→ EXTRACTED INFORMATION:
────────────────
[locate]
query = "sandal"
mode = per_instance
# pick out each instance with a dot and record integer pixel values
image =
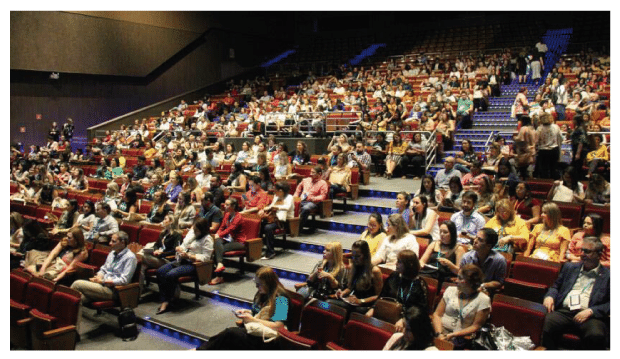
(216, 281)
────────────────
→ PROBLEM TO SOLVE: Produce the material above again in full, with identical lines and no pictures.

→ RESULT OF THE TASK:
[locate]
query = "sandal"
mode = per_instance
# pick out each instance with a dot and record integer pixel values
image =
(216, 281)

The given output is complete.